▸ **EXERCISE GOAL**: What follows is a set of entries. Repeat them exactly, but not their pictures.

▸ **DATA TO USE**:
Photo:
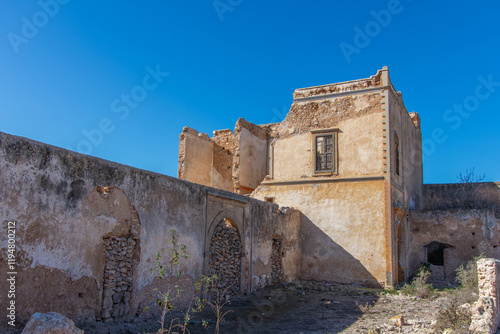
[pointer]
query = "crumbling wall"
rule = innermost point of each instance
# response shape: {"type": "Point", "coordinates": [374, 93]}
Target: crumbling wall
{"type": "Point", "coordinates": [196, 156]}
{"type": "Point", "coordinates": [341, 240]}
{"type": "Point", "coordinates": [250, 163]}
{"type": "Point", "coordinates": [464, 234]}
{"type": "Point", "coordinates": [88, 231]}
{"type": "Point", "coordinates": [485, 311]}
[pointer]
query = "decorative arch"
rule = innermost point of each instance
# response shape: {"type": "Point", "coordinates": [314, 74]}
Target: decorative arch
{"type": "Point", "coordinates": [224, 258]}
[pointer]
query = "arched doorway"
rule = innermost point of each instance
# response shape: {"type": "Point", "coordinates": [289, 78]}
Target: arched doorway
{"type": "Point", "coordinates": [225, 257]}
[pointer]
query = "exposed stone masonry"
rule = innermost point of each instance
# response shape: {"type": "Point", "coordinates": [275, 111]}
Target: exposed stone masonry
{"type": "Point", "coordinates": [118, 278]}
{"type": "Point", "coordinates": [225, 257]}
{"type": "Point", "coordinates": [485, 310]}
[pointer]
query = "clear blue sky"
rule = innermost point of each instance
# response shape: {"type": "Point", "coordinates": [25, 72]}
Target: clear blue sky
{"type": "Point", "coordinates": [67, 67]}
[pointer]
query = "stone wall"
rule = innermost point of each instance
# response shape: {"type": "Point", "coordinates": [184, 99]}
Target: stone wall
{"type": "Point", "coordinates": [485, 311]}
{"type": "Point", "coordinates": [88, 231]}
{"type": "Point", "coordinates": [460, 233]}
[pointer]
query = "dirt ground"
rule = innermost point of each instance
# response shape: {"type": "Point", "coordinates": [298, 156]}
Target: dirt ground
{"type": "Point", "coordinates": [304, 307]}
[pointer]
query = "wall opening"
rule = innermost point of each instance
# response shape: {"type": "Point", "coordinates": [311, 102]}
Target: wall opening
{"type": "Point", "coordinates": [225, 257]}
{"type": "Point", "coordinates": [277, 261]}
{"type": "Point", "coordinates": [400, 254]}
{"type": "Point", "coordinates": [435, 256]}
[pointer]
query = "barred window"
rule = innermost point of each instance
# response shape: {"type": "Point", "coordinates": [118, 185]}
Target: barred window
{"type": "Point", "coordinates": [324, 148]}
{"type": "Point", "coordinates": [324, 153]}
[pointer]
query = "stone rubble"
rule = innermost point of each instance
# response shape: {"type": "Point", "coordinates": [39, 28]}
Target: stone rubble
{"type": "Point", "coordinates": [225, 258]}
{"type": "Point", "coordinates": [51, 322]}
{"type": "Point", "coordinates": [118, 278]}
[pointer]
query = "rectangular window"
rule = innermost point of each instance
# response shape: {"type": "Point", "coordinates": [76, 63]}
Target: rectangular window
{"type": "Point", "coordinates": [324, 151]}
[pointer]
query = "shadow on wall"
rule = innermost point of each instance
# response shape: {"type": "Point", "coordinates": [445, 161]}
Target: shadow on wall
{"type": "Point", "coordinates": [323, 259]}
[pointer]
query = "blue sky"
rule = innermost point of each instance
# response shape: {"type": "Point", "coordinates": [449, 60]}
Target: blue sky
{"type": "Point", "coordinates": [119, 80]}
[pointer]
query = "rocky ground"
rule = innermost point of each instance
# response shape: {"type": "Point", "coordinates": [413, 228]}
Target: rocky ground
{"type": "Point", "coordinates": [305, 308]}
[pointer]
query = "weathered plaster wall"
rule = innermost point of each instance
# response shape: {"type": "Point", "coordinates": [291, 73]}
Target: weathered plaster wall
{"type": "Point", "coordinates": [65, 204]}
{"type": "Point", "coordinates": [196, 157]}
{"type": "Point", "coordinates": [358, 153]}
{"type": "Point", "coordinates": [466, 232]}
{"type": "Point", "coordinates": [342, 228]}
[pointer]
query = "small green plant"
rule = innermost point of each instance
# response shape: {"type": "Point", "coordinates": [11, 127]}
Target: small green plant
{"type": "Point", "coordinates": [219, 299]}
{"type": "Point", "coordinates": [390, 291]}
{"type": "Point", "coordinates": [419, 286]}
{"type": "Point", "coordinates": [456, 314]}
{"type": "Point", "coordinates": [167, 300]}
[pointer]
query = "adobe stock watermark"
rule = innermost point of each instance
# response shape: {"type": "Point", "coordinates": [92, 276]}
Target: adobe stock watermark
{"type": "Point", "coordinates": [31, 26]}
{"type": "Point", "coordinates": [363, 37]}
{"type": "Point", "coordinates": [11, 273]}
{"type": "Point", "coordinates": [122, 107]}
{"type": "Point", "coordinates": [223, 6]}
{"type": "Point", "coordinates": [455, 116]}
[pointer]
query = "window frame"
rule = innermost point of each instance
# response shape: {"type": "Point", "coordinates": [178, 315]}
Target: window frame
{"type": "Point", "coordinates": [324, 133]}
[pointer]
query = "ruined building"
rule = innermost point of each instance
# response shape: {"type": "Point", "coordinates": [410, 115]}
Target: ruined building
{"type": "Point", "coordinates": [334, 192]}
{"type": "Point", "coordinates": [349, 157]}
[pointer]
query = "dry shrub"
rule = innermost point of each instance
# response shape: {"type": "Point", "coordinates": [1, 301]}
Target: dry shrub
{"type": "Point", "coordinates": [456, 314]}
{"type": "Point", "coordinates": [419, 286]}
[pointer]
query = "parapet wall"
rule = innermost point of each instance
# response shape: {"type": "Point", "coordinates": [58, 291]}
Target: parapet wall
{"type": "Point", "coordinates": [88, 231]}
{"type": "Point", "coordinates": [480, 195]}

▸ **SOLVED EXERCISE**:
Photo:
[pointer]
query = "crumbling wall"
rule = innermost point of each instance
# response shape: {"type": "Point", "coordinates": [374, 93]}
Target: crumbling wall
{"type": "Point", "coordinates": [196, 156]}
{"type": "Point", "coordinates": [341, 240]}
{"type": "Point", "coordinates": [250, 163]}
{"type": "Point", "coordinates": [464, 234]}
{"type": "Point", "coordinates": [88, 231]}
{"type": "Point", "coordinates": [485, 311]}
[pointer]
query = "decorative arch"
rule = innermost point of each instance
# response shape: {"type": "Point", "coordinates": [314, 74]}
Target: decorative arch
{"type": "Point", "coordinates": [224, 258]}
[pointer]
query = "arched doorway"
rule = innermost point of each instance
# response shape: {"type": "Point", "coordinates": [289, 78]}
Target: arched doorway
{"type": "Point", "coordinates": [225, 257]}
[pointer]
query = "exposed stone masonry"
rule = innermost point of each instance
# response shape: {"type": "Point", "coordinates": [275, 111]}
Target: exposed stone masonry
{"type": "Point", "coordinates": [118, 278]}
{"type": "Point", "coordinates": [225, 257]}
{"type": "Point", "coordinates": [485, 310]}
[pointer]
query = "clear blue sky"
rule = innermost point of each instance
# response shape: {"type": "Point", "coordinates": [25, 72]}
Target: clear blue sky
{"type": "Point", "coordinates": [67, 67]}
[pointer]
query = "stone wall"
rule = innermost point of each instance
# response shape: {"type": "Point", "coordinates": [184, 99]}
Target: stone wall
{"type": "Point", "coordinates": [485, 311]}
{"type": "Point", "coordinates": [88, 231]}
{"type": "Point", "coordinates": [460, 233]}
[pointer]
query = "dirt ground"
rule = innermost point of each instance
# response shape: {"type": "Point", "coordinates": [298, 156]}
Target: dirt ground
{"type": "Point", "coordinates": [304, 307]}
[pointer]
query = "wall opening"
rule = innermost point of each instance
# response shape: {"type": "Point", "coordinates": [311, 102]}
Target: wall opening
{"type": "Point", "coordinates": [225, 257]}
{"type": "Point", "coordinates": [277, 261]}
{"type": "Point", "coordinates": [400, 254]}
{"type": "Point", "coordinates": [435, 256]}
[pointer]
query = "barred window"
rule = innermost point of each instance
# response shape: {"type": "Point", "coordinates": [118, 185]}
Target: barred window
{"type": "Point", "coordinates": [324, 148]}
{"type": "Point", "coordinates": [324, 153]}
[pointer]
query = "stone rubble"
rule = innermost point of each instance
# response shape: {"type": "Point", "coordinates": [39, 28]}
Target: stone rubble
{"type": "Point", "coordinates": [225, 258]}
{"type": "Point", "coordinates": [51, 322]}
{"type": "Point", "coordinates": [118, 278]}
[pointer]
query = "rectangular window"
rule = innermost point of each instance
# response shape: {"type": "Point", "coordinates": [76, 63]}
Target: rectangular window
{"type": "Point", "coordinates": [324, 151]}
[pointer]
query = "shadow on wall"
rule = innermost point of each instance
# response shape: {"type": "Point", "coordinates": [445, 161]}
Target: shadow on wall
{"type": "Point", "coordinates": [323, 259]}
[pointer]
query = "blue sky"
rule = innermost point of each instance
# response shape: {"type": "Point", "coordinates": [449, 60]}
Target: blue sky
{"type": "Point", "coordinates": [119, 80]}
[pointer]
query = "rocky ground"
rule = innermost point of each instance
# response shape: {"type": "Point", "coordinates": [413, 228]}
Target: rocky ground
{"type": "Point", "coordinates": [305, 308]}
[pointer]
query = "weathered plaster wall"
rule = innermost point of each instance
# response shape: {"type": "Point", "coordinates": [291, 73]}
Target: weathered plaster wall
{"type": "Point", "coordinates": [65, 204]}
{"type": "Point", "coordinates": [196, 157]}
{"type": "Point", "coordinates": [358, 153]}
{"type": "Point", "coordinates": [466, 232]}
{"type": "Point", "coordinates": [342, 228]}
[pointer]
query = "small green plant"
rule = innermost point of each instance
# response shape: {"type": "Point", "coordinates": [11, 127]}
Target: small green plant
{"type": "Point", "coordinates": [219, 299]}
{"type": "Point", "coordinates": [390, 291]}
{"type": "Point", "coordinates": [419, 286]}
{"type": "Point", "coordinates": [456, 314]}
{"type": "Point", "coordinates": [167, 300]}
[pointer]
query = "adobe stock watermark"
rule = innermost point of each instance
# response shape: {"type": "Point", "coordinates": [92, 276]}
Target: adobe stock watermark
{"type": "Point", "coordinates": [31, 26]}
{"type": "Point", "coordinates": [363, 37]}
{"type": "Point", "coordinates": [11, 273]}
{"type": "Point", "coordinates": [122, 107]}
{"type": "Point", "coordinates": [223, 6]}
{"type": "Point", "coordinates": [455, 116]}
[pointer]
query = "window frame"
rule = innermost point of each instance
# response shape: {"type": "Point", "coordinates": [178, 315]}
Target: window frame
{"type": "Point", "coordinates": [324, 133]}
[pointer]
query = "ruined building"
rule = innermost point of each instance
# response shape: {"type": "Point", "coordinates": [410, 115]}
Target: ruined building
{"type": "Point", "coordinates": [334, 192]}
{"type": "Point", "coordinates": [349, 157]}
[pointer]
query = "dry shrub"
rule = innermost point of each instance
# response shape: {"type": "Point", "coordinates": [1, 301]}
Target: dry shrub
{"type": "Point", "coordinates": [456, 314]}
{"type": "Point", "coordinates": [419, 286]}
[pointer]
query = "parapet wall"
rule = innermost point of each instance
# response shape: {"type": "Point", "coordinates": [58, 291]}
Target: parapet wall
{"type": "Point", "coordinates": [88, 231]}
{"type": "Point", "coordinates": [480, 195]}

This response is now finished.